Personal information
- Nationality: British
- Born: 21 May 1987 (age 39) King's Lynn, England
- Height: 5 ft 7 in (170 cm)
- Weight: 90 kg (198 lb)

Sport
- Country: Great Britain / England
- Sport: Shooting
- Event: Trap shooting
- Club: East Yorkshire Gun Club

Medal record
Men's shooting
Representing Great Britain
World Championships
| Gold medal – first place | 2022 Osijek | Trap team |
| Bronze medal – third place | 2011 Belgrade | Trap team |
| Bronze medal – third place | 2018 Changwon | Mixed team trap |
| Bronze medal – third place | 2019 Lonato del Garda | Trap team |
European Games
| Bronze medal – third place | 2019 Minsk | Trap |
European Championships
| Gold medal – first place | 2023 Osijek | Trap team |
| Silver medal – second place | 2019 Lonato del Garda | Trap |
| Silver medal – second place | 2024 Lonato | Trap team |
| Bronze medal – third place | 2022 Larnaca | Trap team |
Representing England
Commonwealth Games
| Gold medal – first place | 2010 Delhi | Trap |
| Silver medal – second place | 2014 Glasgow | Trap |
| Silver medal – second place | 2018 Gold Coast | Trap |
| Bronze medal – third place | 2010 Delhi | Trap pairs |
Commonwealth Championships
| Gold medal – first place | 2017 Brisbane | Trap |
| Silver medal – second place | 2010 Delhi | Trap |
| Silver medal – second place | 2010 Delhi | Trap badge |
| Bronze medal – third place | 2010 Delhi | Trap pairs |

= Aaron Heading =

British sport shooter

Aaron Heading (born 21 May 1987) is a clay-pigeon shooter, specialising in the Trap discipline. He represents England and Great Britain.

In 2010 Heading earned selection for the England shooting team for the 2010 Commonwealth Games in Delhi from 3–14 October 2010. He won Bronze when competing in the men's trap pairs, with partner David Kirk, and Gold in the singles event.

In 2014 he was selected for the Commonwealth Games in Glasgow, where he won the Silver meal in Men's Trap.

He qualified to represent Great Britain at the 2020 Summer Olympics. He finished 23rd.

At the 2022 World Championships he won in the Trap Team event with Matthew Coward-Holley and Nathan Hales.

_Problem details_
Answer these questions from the Aaron Heading profile:
1. Which club is he listed with?
2. Who was his partner in the men's trap pairs at the 2010 Commonwealth Games?
3. What place did he finish at the 2020 Summer Olympics?

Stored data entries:

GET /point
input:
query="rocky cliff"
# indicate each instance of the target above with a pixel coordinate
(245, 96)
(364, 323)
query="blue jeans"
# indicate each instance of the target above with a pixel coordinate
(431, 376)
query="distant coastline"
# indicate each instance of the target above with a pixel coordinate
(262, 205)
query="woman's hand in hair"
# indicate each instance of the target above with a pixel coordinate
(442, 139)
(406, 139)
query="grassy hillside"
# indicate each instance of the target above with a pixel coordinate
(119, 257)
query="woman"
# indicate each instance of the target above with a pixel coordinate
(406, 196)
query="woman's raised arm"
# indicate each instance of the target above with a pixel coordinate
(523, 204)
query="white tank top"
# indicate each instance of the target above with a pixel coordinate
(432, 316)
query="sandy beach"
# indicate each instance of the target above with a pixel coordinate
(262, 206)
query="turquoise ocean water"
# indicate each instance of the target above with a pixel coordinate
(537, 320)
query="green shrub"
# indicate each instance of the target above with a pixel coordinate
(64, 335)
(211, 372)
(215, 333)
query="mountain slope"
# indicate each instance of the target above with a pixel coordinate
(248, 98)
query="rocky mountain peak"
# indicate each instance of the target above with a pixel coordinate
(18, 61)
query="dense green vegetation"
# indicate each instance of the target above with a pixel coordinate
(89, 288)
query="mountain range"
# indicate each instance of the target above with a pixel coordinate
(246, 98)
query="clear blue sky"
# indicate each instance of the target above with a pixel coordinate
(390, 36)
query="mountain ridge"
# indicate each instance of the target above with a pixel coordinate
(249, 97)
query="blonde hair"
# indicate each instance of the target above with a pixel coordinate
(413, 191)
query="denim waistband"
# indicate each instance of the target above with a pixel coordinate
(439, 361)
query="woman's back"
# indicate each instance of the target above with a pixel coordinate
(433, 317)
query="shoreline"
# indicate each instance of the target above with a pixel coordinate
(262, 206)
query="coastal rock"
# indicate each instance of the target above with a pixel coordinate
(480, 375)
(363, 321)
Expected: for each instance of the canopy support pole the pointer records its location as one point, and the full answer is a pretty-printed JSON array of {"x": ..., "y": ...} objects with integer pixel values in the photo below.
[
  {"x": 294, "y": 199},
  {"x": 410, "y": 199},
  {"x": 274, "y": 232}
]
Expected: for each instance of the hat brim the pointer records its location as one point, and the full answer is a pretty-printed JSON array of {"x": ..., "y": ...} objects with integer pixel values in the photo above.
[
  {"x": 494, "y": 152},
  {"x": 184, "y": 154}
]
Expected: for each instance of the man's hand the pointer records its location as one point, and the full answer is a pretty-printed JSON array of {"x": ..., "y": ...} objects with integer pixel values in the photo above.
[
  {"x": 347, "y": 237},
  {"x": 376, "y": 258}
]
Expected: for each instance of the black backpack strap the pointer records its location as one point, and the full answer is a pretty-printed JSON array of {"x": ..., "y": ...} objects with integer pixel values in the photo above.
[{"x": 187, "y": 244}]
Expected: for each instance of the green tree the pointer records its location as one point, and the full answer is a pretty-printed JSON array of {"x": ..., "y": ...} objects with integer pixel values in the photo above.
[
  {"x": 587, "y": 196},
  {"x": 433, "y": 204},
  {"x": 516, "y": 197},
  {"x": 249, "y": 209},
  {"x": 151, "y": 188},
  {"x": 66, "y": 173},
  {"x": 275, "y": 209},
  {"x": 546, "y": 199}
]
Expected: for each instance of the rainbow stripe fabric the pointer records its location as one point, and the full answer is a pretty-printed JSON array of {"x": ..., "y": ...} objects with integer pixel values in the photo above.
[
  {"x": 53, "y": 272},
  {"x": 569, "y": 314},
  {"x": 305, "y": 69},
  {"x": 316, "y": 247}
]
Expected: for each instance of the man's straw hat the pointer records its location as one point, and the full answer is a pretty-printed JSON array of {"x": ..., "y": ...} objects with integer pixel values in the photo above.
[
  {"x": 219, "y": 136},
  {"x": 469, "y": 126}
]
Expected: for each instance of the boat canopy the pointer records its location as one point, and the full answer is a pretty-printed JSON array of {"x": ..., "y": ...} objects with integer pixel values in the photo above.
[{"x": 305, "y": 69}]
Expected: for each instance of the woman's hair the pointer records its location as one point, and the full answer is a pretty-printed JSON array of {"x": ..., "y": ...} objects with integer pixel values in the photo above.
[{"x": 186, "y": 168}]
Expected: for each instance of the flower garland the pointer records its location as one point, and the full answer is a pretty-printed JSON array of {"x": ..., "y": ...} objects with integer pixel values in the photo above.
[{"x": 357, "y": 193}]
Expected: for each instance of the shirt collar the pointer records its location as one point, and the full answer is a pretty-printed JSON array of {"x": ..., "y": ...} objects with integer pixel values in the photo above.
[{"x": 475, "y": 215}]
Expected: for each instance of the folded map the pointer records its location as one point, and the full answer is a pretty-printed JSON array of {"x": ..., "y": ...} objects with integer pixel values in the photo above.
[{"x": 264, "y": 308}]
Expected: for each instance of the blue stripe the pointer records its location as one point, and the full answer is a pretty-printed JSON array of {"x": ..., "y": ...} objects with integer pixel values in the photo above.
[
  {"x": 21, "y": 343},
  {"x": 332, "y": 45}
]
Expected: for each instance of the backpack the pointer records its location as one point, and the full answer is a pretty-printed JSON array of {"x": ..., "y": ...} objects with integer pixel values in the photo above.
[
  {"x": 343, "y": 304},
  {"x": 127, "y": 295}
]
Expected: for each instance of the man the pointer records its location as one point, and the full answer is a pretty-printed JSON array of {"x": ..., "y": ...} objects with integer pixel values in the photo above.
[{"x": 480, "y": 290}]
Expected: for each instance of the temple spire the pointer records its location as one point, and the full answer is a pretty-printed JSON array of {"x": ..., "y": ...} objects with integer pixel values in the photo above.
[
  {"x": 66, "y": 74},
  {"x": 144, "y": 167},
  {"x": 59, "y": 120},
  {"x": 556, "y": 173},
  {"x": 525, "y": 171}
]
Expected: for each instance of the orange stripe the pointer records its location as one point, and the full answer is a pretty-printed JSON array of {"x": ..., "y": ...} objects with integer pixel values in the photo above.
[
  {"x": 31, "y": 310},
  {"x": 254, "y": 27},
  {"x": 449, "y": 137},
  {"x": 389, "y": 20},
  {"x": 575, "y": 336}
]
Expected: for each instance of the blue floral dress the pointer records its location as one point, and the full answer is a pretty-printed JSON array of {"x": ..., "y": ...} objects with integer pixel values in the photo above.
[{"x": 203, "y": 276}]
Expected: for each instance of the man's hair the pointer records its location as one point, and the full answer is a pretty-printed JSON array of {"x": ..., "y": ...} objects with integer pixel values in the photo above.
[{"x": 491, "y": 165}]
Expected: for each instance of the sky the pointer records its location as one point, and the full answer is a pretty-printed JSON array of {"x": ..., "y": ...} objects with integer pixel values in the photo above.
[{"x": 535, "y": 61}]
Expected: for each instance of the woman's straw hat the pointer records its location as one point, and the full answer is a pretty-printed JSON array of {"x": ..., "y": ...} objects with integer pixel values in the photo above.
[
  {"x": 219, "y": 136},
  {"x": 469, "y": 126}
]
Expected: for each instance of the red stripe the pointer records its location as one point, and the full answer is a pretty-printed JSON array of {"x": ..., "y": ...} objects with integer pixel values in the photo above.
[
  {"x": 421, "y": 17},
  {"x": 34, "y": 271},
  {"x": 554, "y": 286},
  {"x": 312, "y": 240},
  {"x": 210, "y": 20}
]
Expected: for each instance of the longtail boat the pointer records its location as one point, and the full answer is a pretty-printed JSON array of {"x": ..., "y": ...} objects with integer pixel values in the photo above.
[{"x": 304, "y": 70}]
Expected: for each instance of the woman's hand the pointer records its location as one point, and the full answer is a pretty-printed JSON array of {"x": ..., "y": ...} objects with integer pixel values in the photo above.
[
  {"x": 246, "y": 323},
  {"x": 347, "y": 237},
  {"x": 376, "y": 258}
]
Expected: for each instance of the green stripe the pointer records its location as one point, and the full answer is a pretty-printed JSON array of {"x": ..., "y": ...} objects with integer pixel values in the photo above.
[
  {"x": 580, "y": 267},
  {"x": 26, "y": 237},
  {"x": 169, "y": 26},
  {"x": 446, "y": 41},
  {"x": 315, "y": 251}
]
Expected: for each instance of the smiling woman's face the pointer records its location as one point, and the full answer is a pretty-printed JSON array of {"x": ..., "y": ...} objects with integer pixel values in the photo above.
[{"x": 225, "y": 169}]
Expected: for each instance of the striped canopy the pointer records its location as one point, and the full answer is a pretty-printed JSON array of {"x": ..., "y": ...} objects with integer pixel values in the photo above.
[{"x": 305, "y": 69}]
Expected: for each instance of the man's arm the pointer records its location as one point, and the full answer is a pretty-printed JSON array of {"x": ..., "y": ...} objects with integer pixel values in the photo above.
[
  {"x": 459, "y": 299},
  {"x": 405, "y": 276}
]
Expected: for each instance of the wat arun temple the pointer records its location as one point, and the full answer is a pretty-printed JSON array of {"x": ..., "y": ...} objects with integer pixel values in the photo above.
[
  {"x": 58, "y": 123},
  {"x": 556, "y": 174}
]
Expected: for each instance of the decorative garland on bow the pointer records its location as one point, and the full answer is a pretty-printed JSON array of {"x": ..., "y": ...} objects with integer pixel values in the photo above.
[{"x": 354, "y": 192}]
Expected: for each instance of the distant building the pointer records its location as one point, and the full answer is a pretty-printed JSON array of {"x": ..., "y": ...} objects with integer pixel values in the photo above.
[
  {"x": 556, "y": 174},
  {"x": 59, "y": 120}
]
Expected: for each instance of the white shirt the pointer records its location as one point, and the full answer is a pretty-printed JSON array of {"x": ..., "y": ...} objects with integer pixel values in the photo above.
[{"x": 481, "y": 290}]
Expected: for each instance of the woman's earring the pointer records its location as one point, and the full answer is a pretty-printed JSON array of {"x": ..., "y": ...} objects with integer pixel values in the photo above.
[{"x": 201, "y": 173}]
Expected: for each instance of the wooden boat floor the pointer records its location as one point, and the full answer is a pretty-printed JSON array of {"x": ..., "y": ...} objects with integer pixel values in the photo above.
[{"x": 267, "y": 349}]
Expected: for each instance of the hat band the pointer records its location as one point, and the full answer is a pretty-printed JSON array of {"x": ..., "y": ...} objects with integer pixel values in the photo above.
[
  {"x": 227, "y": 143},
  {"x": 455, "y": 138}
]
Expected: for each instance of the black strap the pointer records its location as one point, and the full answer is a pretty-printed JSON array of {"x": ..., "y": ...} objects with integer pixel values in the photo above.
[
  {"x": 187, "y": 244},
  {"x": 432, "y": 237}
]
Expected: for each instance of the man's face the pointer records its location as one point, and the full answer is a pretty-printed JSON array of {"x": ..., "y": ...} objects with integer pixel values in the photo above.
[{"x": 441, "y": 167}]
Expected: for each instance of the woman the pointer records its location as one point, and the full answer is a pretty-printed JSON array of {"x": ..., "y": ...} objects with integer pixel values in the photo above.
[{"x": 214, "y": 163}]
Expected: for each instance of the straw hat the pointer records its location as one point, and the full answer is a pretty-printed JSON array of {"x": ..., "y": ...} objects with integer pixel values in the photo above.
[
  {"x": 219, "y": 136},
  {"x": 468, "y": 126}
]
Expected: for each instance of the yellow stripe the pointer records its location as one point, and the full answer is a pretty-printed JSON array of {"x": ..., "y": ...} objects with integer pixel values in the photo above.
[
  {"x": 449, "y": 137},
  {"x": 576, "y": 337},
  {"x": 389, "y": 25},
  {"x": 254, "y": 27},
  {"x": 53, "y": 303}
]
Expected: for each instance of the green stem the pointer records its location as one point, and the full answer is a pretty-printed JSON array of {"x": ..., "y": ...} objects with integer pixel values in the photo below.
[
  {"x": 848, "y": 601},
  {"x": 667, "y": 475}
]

_Answer to the exercise_
1. East Yorkshire Gun Club
2. David Kirk
3. 23rd